RECORDS SHOWN START
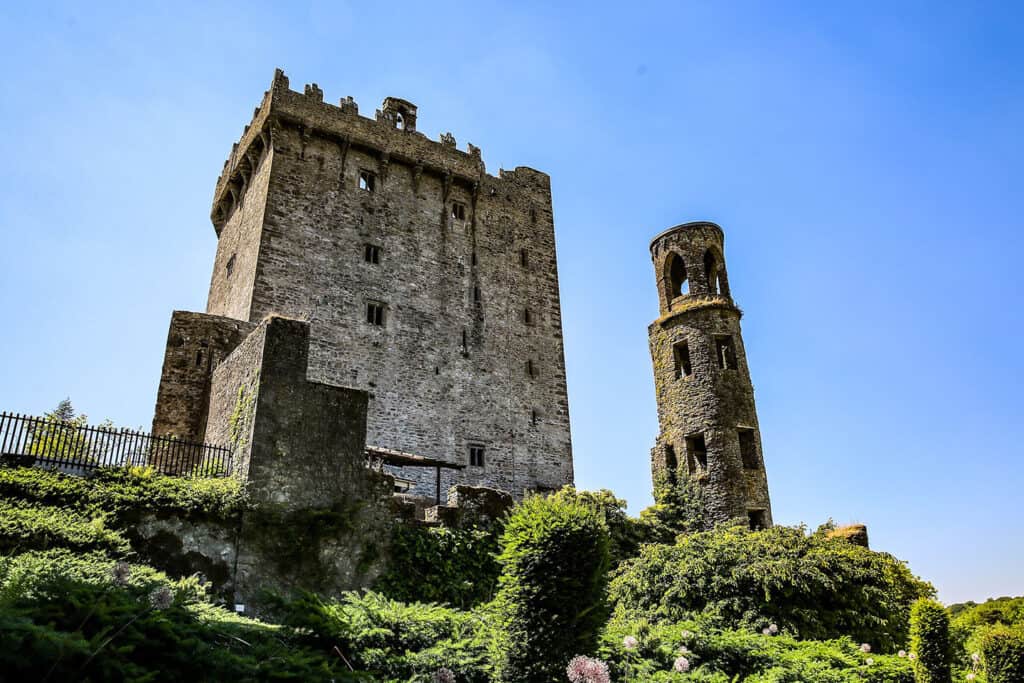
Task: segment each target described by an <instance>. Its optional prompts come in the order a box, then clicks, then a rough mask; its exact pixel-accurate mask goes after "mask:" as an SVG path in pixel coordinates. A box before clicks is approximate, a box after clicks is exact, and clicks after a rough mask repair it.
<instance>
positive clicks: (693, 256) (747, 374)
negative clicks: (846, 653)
mask: <svg viewBox="0 0 1024 683" xmlns="http://www.w3.org/2000/svg"><path fill="white" fill-rule="evenodd" d="M724 243H725V236H724V233H723V232H722V228H721V227H719V226H718V225H716V224H715V223H711V222H705V221H700V222H692V223H684V224H682V225H677V226H676V227H673V228H670V229H668V230H666V231H665V232H662V233H660V234H658V236H657V237H655V238H654V240H653V241H652V242H651V244H650V255H651V259H652V261H653V263H654V273H655V280H656V283H657V298H658V307H659V311H660V315H659V317H658V318H657V319H656V321H654V322H653V323H651V325H650V327H649V328H648V330H647V333H648V338H649V340H650V355H651V360H652V362H653V367H654V389H655V392H656V396H657V419H658V424H659V426H660V433H659V434H658V436H657V441H656V443H655V445H654V447H653V450H652V451H651V470H652V472H653V475H654V478H655V480H657V478H658V477H662V476H664V477H667V478H668V479H669V481H676V480H678V478H679V476H680V473H683V474H685V475H687V476H691V477H693V478H695V479H696V481H697V482H698V483H700V485H701V488H702V492H703V496H705V503H706V506H707V512H708V517H709V518H710V520H712V521H724V520H727V519H731V518H736V517H739V518H743V519H746V520H748V521H749V523H750V525H751V527H752V528H765V527H768V526H771V523H772V518H771V502H770V500H769V498H768V478H767V476H766V474H765V467H764V456H763V454H762V451H761V432H760V430H759V428H758V415H757V410H756V409H755V405H754V386H753V384H752V383H751V372H750V368H749V367H748V365H746V353H745V352H744V350H743V340H742V337H741V336H740V332H739V317H740V315H741V313H740V310H739V309H738V308H737V307H736V305H735V303H733V301H732V295H731V294H730V291H729V280H728V276H727V274H726V269H725V257H724V253H725V244H724Z"/></svg>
RECORDS SHOWN END
TASK DIRECTIONS: Excluding pictures, reproduce the listing above exactly as it stands.

ANSWER SECTION:
Task: segment each target described by an <instance>. Its optional prompts come in the order a box, then clicks, then a rough mask; its exact pixel-accurate mask goes after "mask:" as an SVG path in pixel coordinates. A box before clicks is approximate, a box after clicks is exact, and clicks after a rough mask repair it.
<instance>
positive clicks: (693, 256) (747, 374)
negative clicks: (846, 653)
mask: <svg viewBox="0 0 1024 683" xmlns="http://www.w3.org/2000/svg"><path fill="white" fill-rule="evenodd" d="M724 243H725V236H724V233H723V232H722V228H721V227H719V226H718V225H716V224H715V223H711V222H705V221H700V222H692V223H684V224H682V225H677V226H676V227H673V228H670V229H668V230H666V231H665V232H662V233H660V234H658V236H657V237H655V238H654V240H653V241H652V242H651V244H650V255H651V259H652V261H653V263H654V273H655V280H656V283H657V298H658V307H659V311H660V315H659V317H658V318H657V319H656V321H654V322H653V323H651V325H650V327H649V328H648V330H647V333H648V338H649V340H650V355H651V360H652V362H653V367H654V389H655V392H656V396H657V419H658V424H659V426H660V433H659V434H658V436H657V441H656V443H655V445H654V447H653V450H652V451H651V470H652V472H653V475H654V478H655V480H657V478H658V477H662V476H664V477H667V478H668V479H669V481H676V480H678V478H679V476H680V473H683V474H685V475H687V476H691V477H693V478H695V479H696V481H697V482H698V483H700V485H701V488H702V492H703V496H705V503H706V506H707V512H708V517H709V518H710V520H712V521H724V520H727V519H731V518H736V517H739V518H743V519H746V520H748V521H749V523H750V525H751V527H752V528H765V527H768V526H771V523H772V518H771V502H770V500H769V498H768V478H767V476H766V474H765V467H764V456H763V454H762V451H761V432H760V430H759V428H758V415H757V410H756V409H755V405H754V386H753V384H752V383H751V372H750V368H749V367H748V365H746V353H745V352H744V350H743V340H742V337H741V336H740V332H739V317H740V315H741V313H740V310H739V309H738V308H737V307H736V305H735V303H733V301H732V295H731V294H730V291H729V280H728V276H727V274H726V269H725V257H724V253H725V244H724Z"/></svg>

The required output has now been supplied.